◆ HOW TO COMPLETE THIS TASK
Output the listing below verbatim, but drop the images.

START GIVEN DATA

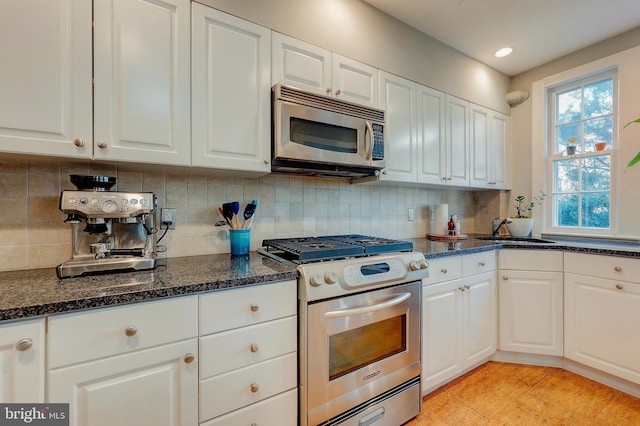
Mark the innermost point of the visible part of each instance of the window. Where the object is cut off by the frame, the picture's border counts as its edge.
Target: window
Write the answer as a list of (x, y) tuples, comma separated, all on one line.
[(580, 138)]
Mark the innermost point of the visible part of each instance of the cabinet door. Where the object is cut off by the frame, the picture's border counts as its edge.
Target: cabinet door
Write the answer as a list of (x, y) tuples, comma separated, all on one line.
[(142, 85), (299, 64), (231, 93), (480, 333), (45, 78), (354, 81), (601, 324), (398, 99), (441, 333), (457, 148), (531, 306), (22, 362), (156, 386), (431, 135)]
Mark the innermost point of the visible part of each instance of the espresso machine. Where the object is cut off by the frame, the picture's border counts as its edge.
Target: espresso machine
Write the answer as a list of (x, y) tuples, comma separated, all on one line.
[(111, 230)]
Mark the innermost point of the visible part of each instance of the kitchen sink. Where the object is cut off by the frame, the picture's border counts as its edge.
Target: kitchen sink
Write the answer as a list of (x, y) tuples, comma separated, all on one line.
[(515, 239)]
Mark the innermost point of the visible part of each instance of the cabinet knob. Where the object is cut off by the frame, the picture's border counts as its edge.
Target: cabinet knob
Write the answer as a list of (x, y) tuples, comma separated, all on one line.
[(23, 345)]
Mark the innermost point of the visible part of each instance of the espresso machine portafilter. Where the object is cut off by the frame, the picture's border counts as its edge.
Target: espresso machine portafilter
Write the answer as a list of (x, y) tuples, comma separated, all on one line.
[(112, 231)]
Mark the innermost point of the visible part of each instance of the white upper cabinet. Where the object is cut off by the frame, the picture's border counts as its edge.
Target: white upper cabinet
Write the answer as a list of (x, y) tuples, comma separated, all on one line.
[(45, 78), (398, 99), (142, 88), (303, 65), (489, 149), (231, 102)]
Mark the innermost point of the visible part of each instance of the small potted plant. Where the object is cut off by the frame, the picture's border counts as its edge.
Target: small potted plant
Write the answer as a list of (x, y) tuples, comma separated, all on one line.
[(522, 224), (571, 148)]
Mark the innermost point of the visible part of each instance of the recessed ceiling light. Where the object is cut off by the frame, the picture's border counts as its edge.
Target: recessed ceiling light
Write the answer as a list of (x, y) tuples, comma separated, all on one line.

END GIVEN DATA

◆ PROBLEM SOLUTION
Mark the innermost point of the visible part of each instance of the window. Where the object is cut off by the frame, the picture's border counts as its edge.
Target: window
Write the answer as a list of (x, y) tuples, comma separated, all on one line.
[(580, 138)]
Mark the innermost point of the visible part of each instance of the cabinet door. Where the object is cut off by the frame, the picture's border counts as its edge.
Target: cabinet door
Write the answer as a list of (x, y) tuples, comma separated, all on one line.
[(142, 85), (299, 64), (231, 93), (480, 333), (45, 78), (354, 81), (601, 324), (398, 99), (441, 333), (457, 148), (531, 306), (22, 362), (156, 386), (431, 135)]
Mark the innermost point of the visible part of each instance of the espresso machine. Where the object is cut off by the frame, the picture's border counts as its edge.
Target: espresso machine
Write the answer as a list of (x, y) tuples, comma separated, all on one line.
[(111, 230)]
Mark the innermost point of the visible part of each instance of the kitchen sink. Where the object is cut off by the frame, the picture's border counts as its edge.
Target: kitchen sink
Write the answer as a list of (x, y) tuples, comma separated, all on one line.
[(515, 239)]
Mark the innermost point of the visible part of each instance of the cabinet knob. Where the object is cut off by the frame, the picture's border counts as its edge.
Target: cabinet knob
Write the answer as a list of (x, y) tuples, comma separated, all on one line.
[(23, 345)]
Mark the innermost point of the visible part of each instance of the espresso machine portafilter. Where the object is cut off by the frame, the picture's border counts as its edge.
Target: espresso machine portafilter
Write the answer as a list of (x, y) tuples, comma separated, all on one line.
[(112, 231)]
Mark the innermost point of the visible part of each instance of the white upper cabinet. Where the object is cut off by the frame, the picture's border counts as its edge.
Target: white upper cabinet
Write the answer as a list of (x, y) tuples, comma separated, all on one line.
[(45, 78), (398, 99), (142, 88), (303, 65), (489, 149), (231, 102)]
Mark the innermost point of the visible part of each instance of the small potted plant. Where the object is cut off by the frame, the picture's border counts as its edge.
Target: small potted plant
Write the answer as a list of (x, y) tuples, comma separated, all on one line.
[(522, 224), (571, 148)]
Mark the innermost point of the visible part of each instance of the recessed ceiling light. Where the object is cut off by the frame, the picture's border counts as its edge.
Target: recessed ceiling light
Write the answer as a list of (x, y) tuples, comma separated, all on one line.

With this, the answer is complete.